__TASK__. Would you set down every entry shown below, precisely as written?

__SUPPLIED DATA__.
==*==

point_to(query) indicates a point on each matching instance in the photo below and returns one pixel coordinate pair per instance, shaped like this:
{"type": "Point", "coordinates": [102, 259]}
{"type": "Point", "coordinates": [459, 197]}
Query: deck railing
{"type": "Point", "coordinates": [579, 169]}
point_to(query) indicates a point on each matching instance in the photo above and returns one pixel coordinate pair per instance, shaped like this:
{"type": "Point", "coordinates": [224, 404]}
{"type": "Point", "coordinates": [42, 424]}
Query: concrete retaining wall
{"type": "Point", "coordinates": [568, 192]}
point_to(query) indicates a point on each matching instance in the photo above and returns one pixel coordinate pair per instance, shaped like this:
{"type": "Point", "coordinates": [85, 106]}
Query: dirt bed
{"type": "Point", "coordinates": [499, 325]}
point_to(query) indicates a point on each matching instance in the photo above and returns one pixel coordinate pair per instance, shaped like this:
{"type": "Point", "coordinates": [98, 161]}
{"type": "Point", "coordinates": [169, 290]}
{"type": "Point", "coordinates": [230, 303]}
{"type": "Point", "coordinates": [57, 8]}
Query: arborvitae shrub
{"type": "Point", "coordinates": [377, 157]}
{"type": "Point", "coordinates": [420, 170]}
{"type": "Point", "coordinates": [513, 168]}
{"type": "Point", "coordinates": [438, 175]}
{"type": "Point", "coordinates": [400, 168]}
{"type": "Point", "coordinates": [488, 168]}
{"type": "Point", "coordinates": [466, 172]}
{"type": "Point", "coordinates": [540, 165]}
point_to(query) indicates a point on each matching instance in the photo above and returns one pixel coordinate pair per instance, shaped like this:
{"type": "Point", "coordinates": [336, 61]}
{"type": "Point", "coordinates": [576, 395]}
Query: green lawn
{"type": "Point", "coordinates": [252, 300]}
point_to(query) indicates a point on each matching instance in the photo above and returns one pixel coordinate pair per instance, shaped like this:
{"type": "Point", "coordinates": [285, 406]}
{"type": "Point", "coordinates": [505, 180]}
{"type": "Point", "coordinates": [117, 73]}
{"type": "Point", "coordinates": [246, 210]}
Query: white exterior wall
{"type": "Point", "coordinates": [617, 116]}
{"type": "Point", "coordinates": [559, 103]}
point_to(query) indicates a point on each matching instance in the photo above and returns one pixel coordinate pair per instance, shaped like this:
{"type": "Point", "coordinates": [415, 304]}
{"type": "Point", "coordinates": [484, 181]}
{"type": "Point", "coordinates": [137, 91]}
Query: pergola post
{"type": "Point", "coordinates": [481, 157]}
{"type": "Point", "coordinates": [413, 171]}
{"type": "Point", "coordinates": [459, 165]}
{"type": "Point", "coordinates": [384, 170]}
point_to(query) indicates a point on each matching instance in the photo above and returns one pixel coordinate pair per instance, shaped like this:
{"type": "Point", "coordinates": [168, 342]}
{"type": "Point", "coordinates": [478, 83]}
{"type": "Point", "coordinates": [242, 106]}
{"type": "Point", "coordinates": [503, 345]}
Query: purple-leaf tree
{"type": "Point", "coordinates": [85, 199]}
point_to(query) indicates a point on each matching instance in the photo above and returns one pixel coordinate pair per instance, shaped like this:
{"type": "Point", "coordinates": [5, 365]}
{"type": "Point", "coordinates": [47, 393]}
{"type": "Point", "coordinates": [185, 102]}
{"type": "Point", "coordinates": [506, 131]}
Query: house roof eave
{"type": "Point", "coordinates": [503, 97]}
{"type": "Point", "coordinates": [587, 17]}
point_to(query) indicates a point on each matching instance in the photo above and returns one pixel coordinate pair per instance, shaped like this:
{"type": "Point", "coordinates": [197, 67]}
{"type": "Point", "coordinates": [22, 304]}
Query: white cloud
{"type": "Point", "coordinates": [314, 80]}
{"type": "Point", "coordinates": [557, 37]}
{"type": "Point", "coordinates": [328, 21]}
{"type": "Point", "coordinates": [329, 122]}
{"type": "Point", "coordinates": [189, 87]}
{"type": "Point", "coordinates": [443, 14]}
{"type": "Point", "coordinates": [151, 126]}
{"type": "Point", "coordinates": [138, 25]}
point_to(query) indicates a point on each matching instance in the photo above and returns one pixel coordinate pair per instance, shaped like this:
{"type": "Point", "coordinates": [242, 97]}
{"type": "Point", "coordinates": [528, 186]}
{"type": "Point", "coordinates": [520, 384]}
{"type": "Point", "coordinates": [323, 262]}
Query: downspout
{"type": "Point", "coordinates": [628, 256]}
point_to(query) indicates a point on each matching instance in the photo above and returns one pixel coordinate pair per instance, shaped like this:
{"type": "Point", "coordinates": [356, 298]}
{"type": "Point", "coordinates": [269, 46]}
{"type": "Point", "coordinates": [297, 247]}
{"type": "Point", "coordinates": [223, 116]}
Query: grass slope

==*==

__OUTPUT FOR THIS TASK__.
point_to(query) indicates a point on each matching instance in the photo below and returns one pixel coordinate pair per instance, shaped like this:
{"type": "Point", "coordinates": [102, 259]}
{"type": "Point", "coordinates": [459, 197]}
Query: deck railing
{"type": "Point", "coordinates": [579, 169]}
point_to(query) indicates a point on each matching instance in the photo above and returns one pixel coordinate pair per instance, shaped like this:
{"type": "Point", "coordinates": [224, 404]}
{"type": "Point", "coordinates": [42, 424]}
Query: concrete retaining wall
{"type": "Point", "coordinates": [568, 192]}
point_to(query) indicates a point on each matching instance in the photo above and returns one pixel coordinate pair per instance, shaped like this:
{"type": "Point", "coordinates": [85, 106]}
Query: dirt bed
{"type": "Point", "coordinates": [499, 325]}
point_to(query) indicates a point on each matching instance in the photo above and returns one pixel coordinate pair per instance, shaped like this:
{"type": "Point", "coordinates": [98, 161]}
{"type": "Point", "coordinates": [169, 290]}
{"type": "Point", "coordinates": [230, 303]}
{"type": "Point", "coordinates": [57, 8]}
Query: arborvitae shrub
{"type": "Point", "coordinates": [377, 157]}
{"type": "Point", "coordinates": [420, 170]}
{"type": "Point", "coordinates": [513, 168]}
{"type": "Point", "coordinates": [438, 175]}
{"type": "Point", "coordinates": [400, 168]}
{"type": "Point", "coordinates": [488, 168]}
{"type": "Point", "coordinates": [466, 172]}
{"type": "Point", "coordinates": [540, 165]}
point_to(query) indicates a point on each matching instance in the photo above and returns one pixel coordinate pair per instance, shaped like this:
{"type": "Point", "coordinates": [336, 61]}
{"type": "Point", "coordinates": [576, 395]}
Query: green lawn
{"type": "Point", "coordinates": [252, 300]}
point_to(query) indicates a point on each matching instance in the photo above and returns one pixel coordinate pair per instance, shaped like this:
{"type": "Point", "coordinates": [285, 406]}
{"type": "Point", "coordinates": [505, 180]}
{"type": "Point", "coordinates": [117, 73]}
{"type": "Point", "coordinates": [246, 210]}
Query: white exterior wall
{"type": "Point", "coordinates": [617, 116]}
{"type": "Point", "coordinates": [559, 103]}
point_to(query) indicates a point on each matching instance in the photo above and returns one pixel coordinate pair per instance, shaped like this:
{"type": "Point", "coordinates": [415, 304]}
{"type": "Point", "coordinates": [484, 181]}
{"type": "Point", "coordinates": [137, 91]}
Query: pergola post
{"type": "Point", "coordinates": [481, 157]}
{"type": "Point", "coordinates": [413, 171]}
{"type": "Point", "coordinates": [459, 165]}
{"type": "Point", "coordinates": [384, 170]}
point_to(query) indicates a point on each matching instance in the photo above and returns one pixel coordinate pair per instance, shaped like this:
{"type": "Point", "coordinates": [168, 342]}
{"type": "Point", "coordinates": [478, 83]}
{"type": "Point", "coordinates": [242, 106]}
{"type": "Point", "coordinates": [503, 345]}
Query: purple-leaf tree
{"type": "Point", "coordinates": [85, 199]}
point_to(query) indicates a point on each matching instance in the photo above and returns one pixel coordinate pair per instance, shaped like this:
{"type": "Point", "coordinates": [5, 365]}
{"type": "Point", "coordinates": [47, 393]}
{"type": "Point", "coordinates": [185, 102]}
{"type": "Point", "coordinates": [506, 131]}
Query: house roof eave
{"type": "Point", "coordinates": [503, 97]}
{"type": "Point", "coordinates": [587, 17]}
point_to(query) indicates a point on each matching instance in the photo above and returns one pixel coordinate pair per instance, shaped like this:
{"type": "Point", "coordinates": [197, 67]}
{"type": "Point", "coordinates": [22, 304]}
Query: white cloud
{"type": "Point", "coordinates": [314, 80]}
{"type": "Point", "coordinates": [557, 37]}
{"type": "Point", "coordinates": [328, 21]}
{"type": "Point", "coordinates": [329, 122]}
{"type": "Point", "coordinates": [189, 87]}
{"type": "Point", "coordinates": [443, 14]}
{"type": "Point", "coordinates": [151, 126]}
{"type": "Point", "coordinates": [138, 25]}
point_to(query) indicates a point on each matching instance in the photo above and returns one pixel coordinate pair per instance, shaped like this:
{"type": "Point", "coordinates": [242, 97]}
{"type": "Point", "coordinates": [528, 186]}
{"type": "Point", "coordinates": [520, 384]}
{"type": "Point", "coordinates": [323, 262]}
Query: downspout
{"type": "Point", "coordinates": [628, 256]}
point_to(query) indicates a point on each matching instance in the photo above and returns one pixel coordinate pair per instance, shaped like this:
{"type": "Point", "coordinates": [356, 298]}
{"type": "Point", "coordinates": [269, 46]}
{"type": "Point", "coordinates": [297, 247]}
{"type": "Point", "coordinates": [223, 116]}
Query: grass slope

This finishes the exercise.